_Records from a dataset_.
* Begin *

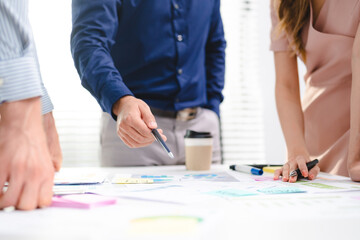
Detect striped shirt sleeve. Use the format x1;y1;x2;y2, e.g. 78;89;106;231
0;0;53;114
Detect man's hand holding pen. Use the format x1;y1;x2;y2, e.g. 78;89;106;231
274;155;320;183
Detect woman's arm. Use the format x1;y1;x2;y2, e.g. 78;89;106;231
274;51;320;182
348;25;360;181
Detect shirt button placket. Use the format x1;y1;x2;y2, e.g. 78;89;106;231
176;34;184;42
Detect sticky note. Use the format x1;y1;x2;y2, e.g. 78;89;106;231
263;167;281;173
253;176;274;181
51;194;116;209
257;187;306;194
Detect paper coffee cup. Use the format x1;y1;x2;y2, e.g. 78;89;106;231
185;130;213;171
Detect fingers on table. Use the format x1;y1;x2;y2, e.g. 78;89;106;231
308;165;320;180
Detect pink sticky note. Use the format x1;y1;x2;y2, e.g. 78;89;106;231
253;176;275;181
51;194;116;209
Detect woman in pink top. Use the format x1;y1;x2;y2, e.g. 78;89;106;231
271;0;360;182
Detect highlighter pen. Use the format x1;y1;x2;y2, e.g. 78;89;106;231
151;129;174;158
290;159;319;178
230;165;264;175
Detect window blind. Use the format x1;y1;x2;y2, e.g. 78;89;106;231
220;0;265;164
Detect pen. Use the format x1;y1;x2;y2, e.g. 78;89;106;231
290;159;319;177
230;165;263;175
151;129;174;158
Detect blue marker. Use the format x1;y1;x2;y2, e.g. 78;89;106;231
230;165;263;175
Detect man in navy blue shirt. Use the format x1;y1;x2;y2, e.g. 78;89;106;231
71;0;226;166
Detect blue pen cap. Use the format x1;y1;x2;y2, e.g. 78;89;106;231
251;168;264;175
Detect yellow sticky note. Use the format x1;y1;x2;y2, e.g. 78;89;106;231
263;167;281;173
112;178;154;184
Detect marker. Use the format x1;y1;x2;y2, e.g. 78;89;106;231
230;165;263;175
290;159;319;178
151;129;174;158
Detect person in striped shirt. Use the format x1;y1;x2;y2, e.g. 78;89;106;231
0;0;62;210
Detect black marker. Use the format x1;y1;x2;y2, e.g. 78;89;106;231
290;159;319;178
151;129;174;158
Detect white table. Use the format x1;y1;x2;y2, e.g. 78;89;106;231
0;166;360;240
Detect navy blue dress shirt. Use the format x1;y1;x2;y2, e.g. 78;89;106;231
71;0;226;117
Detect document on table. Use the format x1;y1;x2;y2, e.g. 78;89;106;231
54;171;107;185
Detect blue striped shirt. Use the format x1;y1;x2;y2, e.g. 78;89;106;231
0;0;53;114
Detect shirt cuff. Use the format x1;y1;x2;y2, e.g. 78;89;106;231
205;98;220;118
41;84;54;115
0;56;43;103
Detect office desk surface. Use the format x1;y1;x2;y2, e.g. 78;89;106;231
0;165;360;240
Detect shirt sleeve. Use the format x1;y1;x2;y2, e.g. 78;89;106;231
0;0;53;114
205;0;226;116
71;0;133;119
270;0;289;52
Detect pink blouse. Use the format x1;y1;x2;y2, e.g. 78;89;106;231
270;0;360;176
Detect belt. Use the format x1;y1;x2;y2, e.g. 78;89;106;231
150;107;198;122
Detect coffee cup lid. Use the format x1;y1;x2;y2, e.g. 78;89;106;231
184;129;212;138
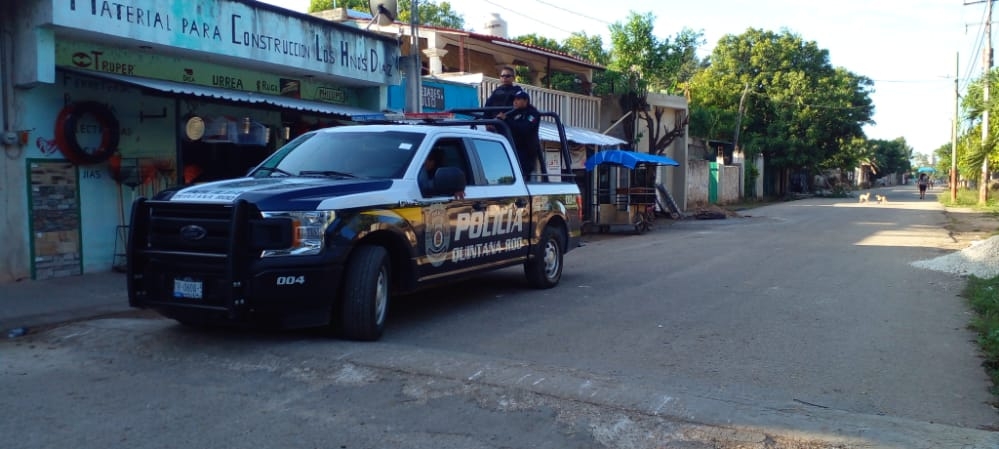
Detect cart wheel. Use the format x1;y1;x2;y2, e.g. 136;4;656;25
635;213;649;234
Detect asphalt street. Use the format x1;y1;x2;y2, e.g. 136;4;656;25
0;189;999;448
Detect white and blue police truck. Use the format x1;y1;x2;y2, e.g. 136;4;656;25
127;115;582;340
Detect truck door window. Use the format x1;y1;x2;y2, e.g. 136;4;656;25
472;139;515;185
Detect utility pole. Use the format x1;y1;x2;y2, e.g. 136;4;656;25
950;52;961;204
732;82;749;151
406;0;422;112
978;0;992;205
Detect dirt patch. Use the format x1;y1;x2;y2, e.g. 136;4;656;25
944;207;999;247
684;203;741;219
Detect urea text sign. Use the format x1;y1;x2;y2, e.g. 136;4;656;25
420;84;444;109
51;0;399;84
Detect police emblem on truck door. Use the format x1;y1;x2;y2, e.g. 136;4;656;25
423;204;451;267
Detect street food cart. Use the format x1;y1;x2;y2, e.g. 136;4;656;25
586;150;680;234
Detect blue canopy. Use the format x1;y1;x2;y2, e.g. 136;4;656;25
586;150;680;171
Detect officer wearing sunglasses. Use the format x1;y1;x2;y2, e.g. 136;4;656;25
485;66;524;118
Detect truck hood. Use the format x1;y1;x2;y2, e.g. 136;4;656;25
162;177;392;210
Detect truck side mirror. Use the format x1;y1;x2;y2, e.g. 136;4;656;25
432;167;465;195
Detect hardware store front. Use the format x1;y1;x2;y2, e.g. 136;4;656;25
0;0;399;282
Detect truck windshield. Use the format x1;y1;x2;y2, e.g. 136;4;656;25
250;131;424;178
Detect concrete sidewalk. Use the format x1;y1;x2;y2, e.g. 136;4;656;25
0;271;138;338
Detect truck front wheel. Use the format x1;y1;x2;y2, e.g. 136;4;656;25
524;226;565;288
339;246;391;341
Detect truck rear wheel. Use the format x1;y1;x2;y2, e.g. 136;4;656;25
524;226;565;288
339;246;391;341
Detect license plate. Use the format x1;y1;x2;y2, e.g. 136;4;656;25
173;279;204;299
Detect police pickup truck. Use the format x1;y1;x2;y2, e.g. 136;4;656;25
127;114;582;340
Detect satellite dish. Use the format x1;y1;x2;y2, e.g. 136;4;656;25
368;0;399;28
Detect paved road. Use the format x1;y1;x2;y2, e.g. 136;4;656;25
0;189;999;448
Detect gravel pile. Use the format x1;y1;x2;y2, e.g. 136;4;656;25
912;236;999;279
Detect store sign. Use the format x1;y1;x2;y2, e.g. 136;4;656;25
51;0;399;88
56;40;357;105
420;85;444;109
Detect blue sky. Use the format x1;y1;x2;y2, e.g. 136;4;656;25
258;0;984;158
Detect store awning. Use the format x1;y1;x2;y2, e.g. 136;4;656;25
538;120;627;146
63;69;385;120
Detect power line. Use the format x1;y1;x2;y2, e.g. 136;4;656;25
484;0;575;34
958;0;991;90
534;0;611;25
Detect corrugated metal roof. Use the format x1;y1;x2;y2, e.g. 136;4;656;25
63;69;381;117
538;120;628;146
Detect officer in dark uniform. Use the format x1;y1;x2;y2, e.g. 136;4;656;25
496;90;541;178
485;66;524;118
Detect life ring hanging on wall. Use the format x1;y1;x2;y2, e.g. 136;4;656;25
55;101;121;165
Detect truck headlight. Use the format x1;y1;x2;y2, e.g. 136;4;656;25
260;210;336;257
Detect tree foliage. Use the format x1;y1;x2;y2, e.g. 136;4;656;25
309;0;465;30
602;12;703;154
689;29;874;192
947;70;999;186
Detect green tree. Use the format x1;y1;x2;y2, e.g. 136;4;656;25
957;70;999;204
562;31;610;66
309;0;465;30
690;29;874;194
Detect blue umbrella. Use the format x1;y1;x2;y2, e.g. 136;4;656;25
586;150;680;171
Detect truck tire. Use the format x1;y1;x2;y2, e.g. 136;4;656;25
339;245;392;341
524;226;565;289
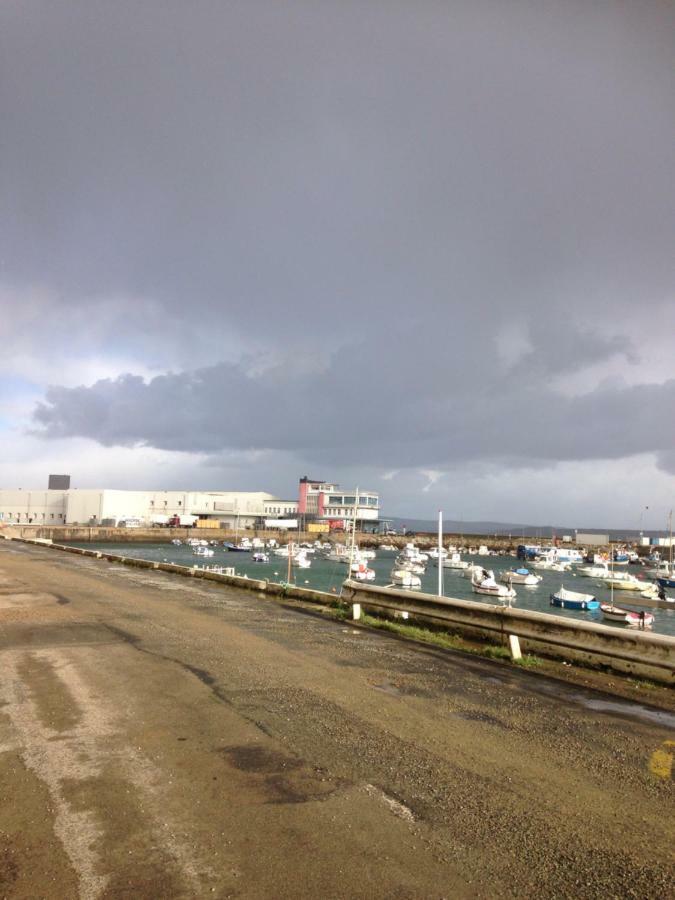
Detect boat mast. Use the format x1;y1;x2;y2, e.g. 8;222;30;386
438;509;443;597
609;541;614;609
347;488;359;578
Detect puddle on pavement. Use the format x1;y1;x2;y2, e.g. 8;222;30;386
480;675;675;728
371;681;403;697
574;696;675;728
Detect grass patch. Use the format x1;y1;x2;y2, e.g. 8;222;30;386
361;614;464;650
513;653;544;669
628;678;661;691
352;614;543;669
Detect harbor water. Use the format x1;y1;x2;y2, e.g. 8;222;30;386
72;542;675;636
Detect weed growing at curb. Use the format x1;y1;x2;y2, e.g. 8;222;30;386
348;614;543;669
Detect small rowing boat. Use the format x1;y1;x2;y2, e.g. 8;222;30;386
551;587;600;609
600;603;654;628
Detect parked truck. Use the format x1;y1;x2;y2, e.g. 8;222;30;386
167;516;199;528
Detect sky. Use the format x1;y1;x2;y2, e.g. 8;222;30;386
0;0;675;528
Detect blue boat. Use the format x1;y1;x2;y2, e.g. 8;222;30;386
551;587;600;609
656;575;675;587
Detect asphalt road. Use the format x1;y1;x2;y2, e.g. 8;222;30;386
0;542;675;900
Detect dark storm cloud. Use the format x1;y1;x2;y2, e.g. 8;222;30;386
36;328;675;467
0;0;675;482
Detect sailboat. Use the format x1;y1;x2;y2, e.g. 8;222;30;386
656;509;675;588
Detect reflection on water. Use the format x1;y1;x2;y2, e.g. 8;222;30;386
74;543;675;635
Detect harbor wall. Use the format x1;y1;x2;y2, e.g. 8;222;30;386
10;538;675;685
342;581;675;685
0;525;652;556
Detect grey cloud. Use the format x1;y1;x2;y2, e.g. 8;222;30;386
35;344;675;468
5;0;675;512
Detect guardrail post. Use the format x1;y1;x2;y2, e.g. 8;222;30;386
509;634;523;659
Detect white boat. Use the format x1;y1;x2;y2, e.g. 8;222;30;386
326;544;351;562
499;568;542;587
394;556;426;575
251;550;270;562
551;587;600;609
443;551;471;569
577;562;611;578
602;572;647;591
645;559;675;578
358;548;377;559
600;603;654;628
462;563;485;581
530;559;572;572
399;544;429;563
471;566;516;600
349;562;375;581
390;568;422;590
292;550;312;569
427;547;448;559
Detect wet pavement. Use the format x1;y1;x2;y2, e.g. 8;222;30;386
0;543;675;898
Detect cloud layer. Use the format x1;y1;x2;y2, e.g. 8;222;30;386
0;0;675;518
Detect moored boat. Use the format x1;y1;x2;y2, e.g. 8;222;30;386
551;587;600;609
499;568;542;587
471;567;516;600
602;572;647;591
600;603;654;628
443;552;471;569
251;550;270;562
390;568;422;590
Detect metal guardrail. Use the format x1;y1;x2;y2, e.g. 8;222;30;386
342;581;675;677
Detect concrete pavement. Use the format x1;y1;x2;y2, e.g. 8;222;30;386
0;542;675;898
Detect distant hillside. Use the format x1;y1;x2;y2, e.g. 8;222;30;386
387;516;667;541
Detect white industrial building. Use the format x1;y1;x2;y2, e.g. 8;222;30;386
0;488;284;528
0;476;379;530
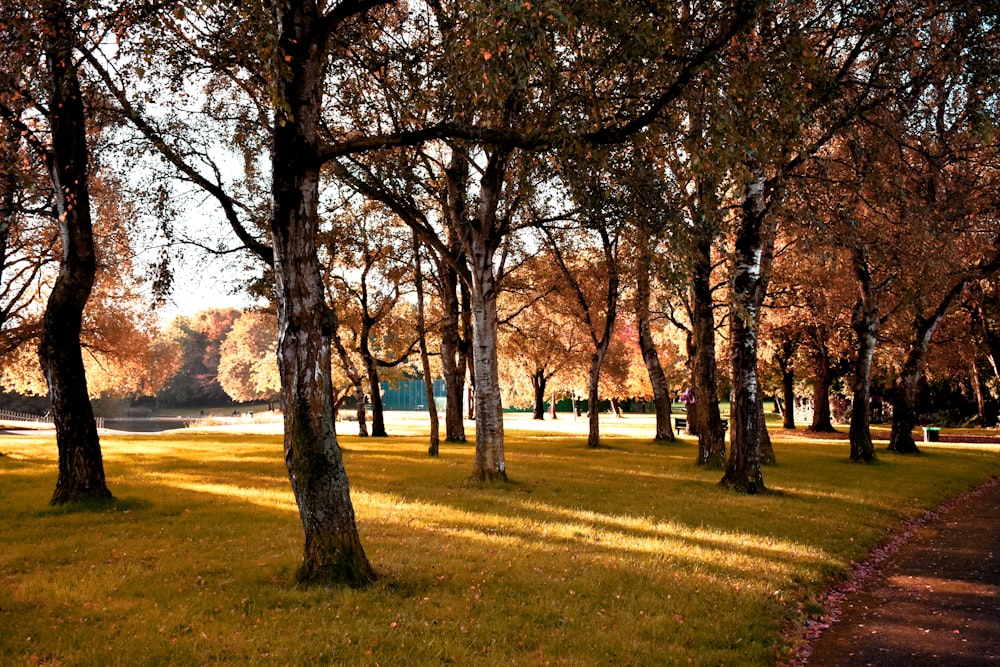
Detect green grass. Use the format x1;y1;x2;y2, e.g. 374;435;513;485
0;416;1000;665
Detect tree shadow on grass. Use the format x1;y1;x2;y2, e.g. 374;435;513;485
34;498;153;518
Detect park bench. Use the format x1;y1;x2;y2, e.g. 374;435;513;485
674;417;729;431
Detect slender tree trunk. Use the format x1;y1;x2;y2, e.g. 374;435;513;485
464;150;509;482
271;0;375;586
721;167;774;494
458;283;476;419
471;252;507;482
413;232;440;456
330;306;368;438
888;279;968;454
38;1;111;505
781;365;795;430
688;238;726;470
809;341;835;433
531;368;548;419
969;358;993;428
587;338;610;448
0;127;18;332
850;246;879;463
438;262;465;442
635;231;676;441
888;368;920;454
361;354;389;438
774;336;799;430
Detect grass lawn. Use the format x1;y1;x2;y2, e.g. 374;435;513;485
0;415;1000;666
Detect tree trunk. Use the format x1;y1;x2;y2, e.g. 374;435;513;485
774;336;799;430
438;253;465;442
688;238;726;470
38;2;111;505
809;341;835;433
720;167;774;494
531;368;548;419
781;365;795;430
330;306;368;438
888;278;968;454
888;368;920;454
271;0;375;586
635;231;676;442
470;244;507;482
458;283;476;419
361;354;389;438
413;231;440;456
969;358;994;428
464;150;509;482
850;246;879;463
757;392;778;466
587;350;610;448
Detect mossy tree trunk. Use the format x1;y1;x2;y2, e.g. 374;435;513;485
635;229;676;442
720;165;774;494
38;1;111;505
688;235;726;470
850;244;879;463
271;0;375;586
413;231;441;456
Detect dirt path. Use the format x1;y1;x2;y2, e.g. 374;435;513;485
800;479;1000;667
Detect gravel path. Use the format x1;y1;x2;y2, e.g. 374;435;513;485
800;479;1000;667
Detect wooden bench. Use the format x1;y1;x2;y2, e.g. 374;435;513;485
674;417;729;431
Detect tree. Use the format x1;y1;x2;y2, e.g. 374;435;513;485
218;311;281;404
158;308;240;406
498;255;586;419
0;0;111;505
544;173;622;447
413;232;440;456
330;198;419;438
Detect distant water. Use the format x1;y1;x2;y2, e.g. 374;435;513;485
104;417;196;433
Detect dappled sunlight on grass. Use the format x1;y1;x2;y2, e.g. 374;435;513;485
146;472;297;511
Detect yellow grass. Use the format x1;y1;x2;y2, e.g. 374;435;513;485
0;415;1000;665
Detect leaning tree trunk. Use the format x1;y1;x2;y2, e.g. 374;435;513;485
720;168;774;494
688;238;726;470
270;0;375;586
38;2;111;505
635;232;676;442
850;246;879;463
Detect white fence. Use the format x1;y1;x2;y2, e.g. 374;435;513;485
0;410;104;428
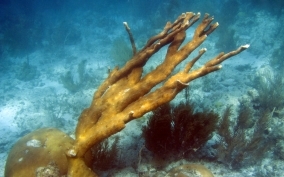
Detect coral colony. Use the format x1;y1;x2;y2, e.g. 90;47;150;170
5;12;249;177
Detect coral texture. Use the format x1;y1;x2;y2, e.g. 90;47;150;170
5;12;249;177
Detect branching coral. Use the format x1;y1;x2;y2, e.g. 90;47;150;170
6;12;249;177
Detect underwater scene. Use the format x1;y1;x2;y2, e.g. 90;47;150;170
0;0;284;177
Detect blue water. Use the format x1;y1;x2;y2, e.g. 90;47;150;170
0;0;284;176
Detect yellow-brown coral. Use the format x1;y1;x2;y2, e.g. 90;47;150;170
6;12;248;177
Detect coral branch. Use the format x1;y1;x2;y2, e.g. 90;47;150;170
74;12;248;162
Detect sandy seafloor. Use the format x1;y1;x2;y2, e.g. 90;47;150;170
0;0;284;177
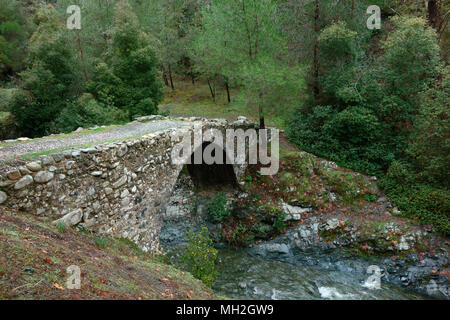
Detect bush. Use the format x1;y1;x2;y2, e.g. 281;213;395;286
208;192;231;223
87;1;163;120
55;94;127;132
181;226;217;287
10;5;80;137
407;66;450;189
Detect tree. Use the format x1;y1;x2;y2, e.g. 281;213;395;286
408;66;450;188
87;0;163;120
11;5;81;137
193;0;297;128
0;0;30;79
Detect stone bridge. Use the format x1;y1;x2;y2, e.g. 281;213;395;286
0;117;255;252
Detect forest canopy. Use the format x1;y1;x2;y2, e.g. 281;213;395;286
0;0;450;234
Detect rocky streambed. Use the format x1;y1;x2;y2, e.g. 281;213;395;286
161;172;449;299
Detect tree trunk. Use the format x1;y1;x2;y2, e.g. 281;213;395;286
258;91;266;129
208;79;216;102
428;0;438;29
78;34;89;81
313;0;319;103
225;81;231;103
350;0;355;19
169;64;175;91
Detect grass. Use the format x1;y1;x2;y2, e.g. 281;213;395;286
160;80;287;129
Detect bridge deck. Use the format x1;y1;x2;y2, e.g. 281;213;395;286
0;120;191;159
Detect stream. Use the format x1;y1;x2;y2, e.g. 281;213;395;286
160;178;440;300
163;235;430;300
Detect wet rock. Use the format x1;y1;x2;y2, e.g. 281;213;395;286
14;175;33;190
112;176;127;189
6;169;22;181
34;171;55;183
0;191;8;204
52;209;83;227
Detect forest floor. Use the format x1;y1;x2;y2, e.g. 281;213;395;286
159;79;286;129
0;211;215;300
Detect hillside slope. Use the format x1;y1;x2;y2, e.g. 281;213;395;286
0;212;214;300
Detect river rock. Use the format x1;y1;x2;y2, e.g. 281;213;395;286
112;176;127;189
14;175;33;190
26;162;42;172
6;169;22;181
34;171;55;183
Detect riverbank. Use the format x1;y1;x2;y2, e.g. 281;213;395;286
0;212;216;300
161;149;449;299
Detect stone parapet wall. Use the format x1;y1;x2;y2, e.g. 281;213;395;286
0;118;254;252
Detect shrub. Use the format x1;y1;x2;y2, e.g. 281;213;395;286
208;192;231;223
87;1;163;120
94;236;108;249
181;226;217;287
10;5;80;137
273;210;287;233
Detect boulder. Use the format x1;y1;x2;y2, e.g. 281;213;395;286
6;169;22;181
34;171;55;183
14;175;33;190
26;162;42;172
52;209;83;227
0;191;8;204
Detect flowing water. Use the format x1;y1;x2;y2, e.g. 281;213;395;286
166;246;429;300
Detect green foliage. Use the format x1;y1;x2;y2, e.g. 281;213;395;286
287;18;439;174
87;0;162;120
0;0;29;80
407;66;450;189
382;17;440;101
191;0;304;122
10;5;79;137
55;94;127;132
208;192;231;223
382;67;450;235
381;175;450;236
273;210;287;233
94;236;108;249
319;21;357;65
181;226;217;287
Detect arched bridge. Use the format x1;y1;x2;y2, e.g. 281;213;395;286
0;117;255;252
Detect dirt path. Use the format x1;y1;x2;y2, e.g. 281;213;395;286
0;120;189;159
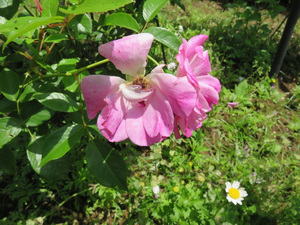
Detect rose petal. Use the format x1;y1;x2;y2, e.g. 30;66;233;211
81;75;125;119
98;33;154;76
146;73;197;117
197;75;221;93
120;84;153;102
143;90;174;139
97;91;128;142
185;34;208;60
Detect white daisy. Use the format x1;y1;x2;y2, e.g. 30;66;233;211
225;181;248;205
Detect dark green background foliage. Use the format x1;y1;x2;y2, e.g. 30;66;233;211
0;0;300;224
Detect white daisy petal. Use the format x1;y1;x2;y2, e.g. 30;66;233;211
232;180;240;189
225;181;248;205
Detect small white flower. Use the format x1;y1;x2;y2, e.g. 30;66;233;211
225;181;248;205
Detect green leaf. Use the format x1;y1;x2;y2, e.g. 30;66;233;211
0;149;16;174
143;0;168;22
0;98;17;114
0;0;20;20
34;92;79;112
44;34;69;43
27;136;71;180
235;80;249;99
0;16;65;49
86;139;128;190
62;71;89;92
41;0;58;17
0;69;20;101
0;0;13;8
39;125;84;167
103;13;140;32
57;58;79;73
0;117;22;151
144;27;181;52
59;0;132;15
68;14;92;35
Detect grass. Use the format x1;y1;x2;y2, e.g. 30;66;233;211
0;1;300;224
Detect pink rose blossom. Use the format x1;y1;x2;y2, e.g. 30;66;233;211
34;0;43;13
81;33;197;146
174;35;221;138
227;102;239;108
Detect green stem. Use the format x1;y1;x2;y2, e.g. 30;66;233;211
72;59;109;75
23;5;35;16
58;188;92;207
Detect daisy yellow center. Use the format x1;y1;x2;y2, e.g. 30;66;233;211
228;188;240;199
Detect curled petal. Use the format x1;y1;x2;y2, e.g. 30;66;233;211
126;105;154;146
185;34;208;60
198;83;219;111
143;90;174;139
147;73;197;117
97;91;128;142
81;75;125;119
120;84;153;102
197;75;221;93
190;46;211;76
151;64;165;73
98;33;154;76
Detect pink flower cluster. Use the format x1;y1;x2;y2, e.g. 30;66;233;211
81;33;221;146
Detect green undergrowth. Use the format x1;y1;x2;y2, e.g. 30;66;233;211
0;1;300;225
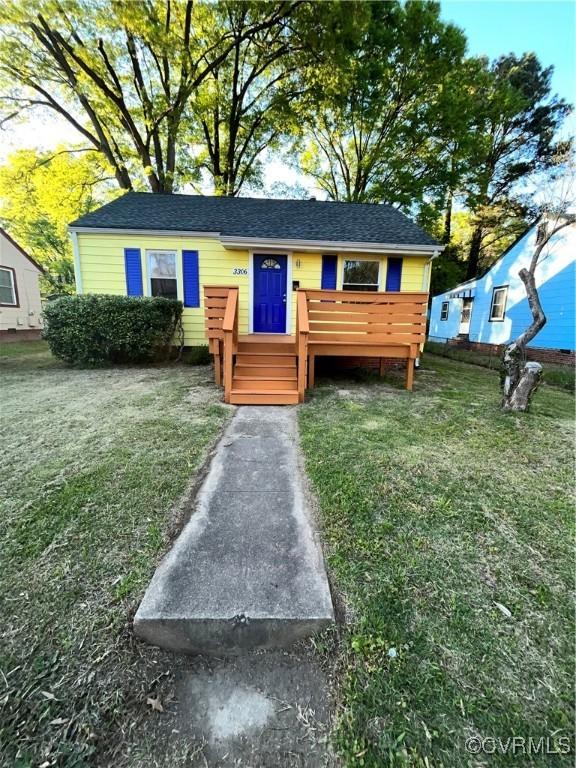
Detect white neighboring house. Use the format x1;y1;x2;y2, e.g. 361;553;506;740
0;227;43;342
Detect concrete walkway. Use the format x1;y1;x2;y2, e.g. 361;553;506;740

* End *

_What you have to do_. Reproduce the part of the listing that opens with the line containing "Detect shirt button" and closes with the line containing "71;0;226;117", swapping "sticky note" for "adhesive note" and leaving everything else unchanged.

_Solution for this task_.
Detect shirt button placket. Use the format x1;y1;x2;y2, e.g. 78;89;106;231
176;34;184;42
Detect adhesive note. Use the format x1;y1;x2;y2, e.g. 78;89;106;231
263;167;281;173
253;176;274;181
51;194;116;209
257;187;306;194
Detect paper coffee cup. Use the format x1;y1;x2;y2, e.g. 78;89;106;231
185;130;213;171
Detect fingers on table. Use the format x1;y1;x2;y2, e.g. 78;89;106;231
308;165;320;180
Detect pink adhesive note. Use the format x1;y1;x2;y2, e.g. 78;89;106;231
253;176;275;181
51;194;116;209
Detect woman in pink top. Use the format x1;y1;x2;y2, e.g. 78;89;106;231
271;0;360;182
Detect highlighter pen. Use the format x1;y1;x2;y2, e.g. 78;89;106;231
151;129;174;158
290;159;319;178
230;165;264;175
Detect window blind. Use the format x1;y1;x2;y2, e.g. 78;89;106;231
220;0;265;164
Detect pen. Use the format x1;y1;x2;y2, e.g. 78;89;106;231
290;159;319;177
230;165;263;175
151;129;174;158
Detect blue marker. Use the format x1;y1;x2;y2, e.g. 78;89;106;231
230;165;263;175
Detect man in navy blue shirt. Use the format x1;y1;x2;y2, e.g. 78;89;106;231
71;0;226;166
Detect blue pen cap. Use the format x1;y1;x2;y2, e.g. 78;89;106;231
251;168;264;175
Detect yellow adhesive note. Use the format x1;y1;x2;y2, e.g. 78;89;106;231
263;167;281;173
112;178;154;184
Detect marker. Use the format x1;y1;x2;y2, e.g. 78;89;106;231
230;165;263;175
290;159;319;178
151;129;174;158
Detect person in striped shirt. Use the format x1;y1;x2;y2, e.g. 78;89;106;231
0;0;62;210
Detect black marker. Use the format x1;y1;x2;y2, e.g. 78;89;106;231
290;159;319;178
151;129;174;158
Detect white table. Use the format x1;y1;x2;y2, e.g. 78;89;106;231
0;166;360;240
Detect navy blue dress shirt. Use the format x1;y1;x2;y2, e.g. 78;89;106;231
71;0;226;117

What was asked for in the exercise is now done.